**Selected text**
Cover Story: Waterfalls & dreamscapes

Bill Goddard has always loved creating. “My dad says I played in the sandbox when I was a kid, and at 52 years old I’m still playing in the sandbox,” he says with a grin. Only today, the sandboxes he plays in are the $5 million to $25 million estates in and around Woodbridge, California, where Goddard Construction Services (GCS) is located.

After years working in marketing, Goddard decided to pursue his dream and launch his own construction company. But he wanted to find a niche to make his own. And he found that niche in what he calls “dreamscaping” – the art of bringing a homeowner’s fantasy landscape to life.

“Our clients don’t want to travel anymore with all the unrest in the world,” Goddard explains. “In past years, our clients would have had homes all over the world. They don’t want to do that anymore. They want to walk out their back door to their everyday vacation home.”

Combining his passions for creating, marketing and education, Goddard pursued the dreamscaping market with GCS, convinced that it is going to grow from a segment dominated by wealthy homeowners. “You’re going to see this dreamscape movement grow from our current niche market into the middle-class markets, too,” he says. “My belief is that people are not going to build homes in the future as large as they do today. Instead, they’re going to put more money into landscaping than ever before.”

Complete control and a full-service package for customers
Today, GCS is a full-service landscape company offering clients everything from lawn maintenance services to full-blown dreamscape design-and-dig operations. But waterfalls are GCS’s specialty. The company excels at installing dramatic, colorful and exciting waterfall features in residential yards – generally for wealthy clients. “It happens that all of our landscape projects are centered on water, but we do everything,” Goddard notes. “We made the decision to offer a full-service package in order to separate ourselves from our competition – but we also wanted ensure that we have complete control over the project.”

A typical design-and-dig project for GCS costs about $200,000 on a sizable piece of estate property. The last job the company completed, for example, was on 4.2 acres. “We found the hard way that if a homeowner gets a landscape architect to put that project down on paper, there’s no way they can anticipate everything we’ll find once we get to the jobsite,” Goddard notes. “There is always something you don’t expect to find there – whether it’s a pipe in the ground, changes made by the client, or there maybe a tree that you want to keep and have to move things around to accommodate.”

**Dataset section**
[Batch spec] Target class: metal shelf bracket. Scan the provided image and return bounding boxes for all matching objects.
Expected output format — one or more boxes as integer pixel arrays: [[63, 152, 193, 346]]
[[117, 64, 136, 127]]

**Set of tasks**
1. In the cover story on dreamscaping, where is Goddard Construction Services located?
2. Using the cover story on dreamscaping, explain why Goddard Construction Services chose to offer a full-service package.

**Results for the exercise**
1. Woodbridge, California.

2. The company made that decision to separate itself from its competition. It also wanted to make sure it had complete control over each project.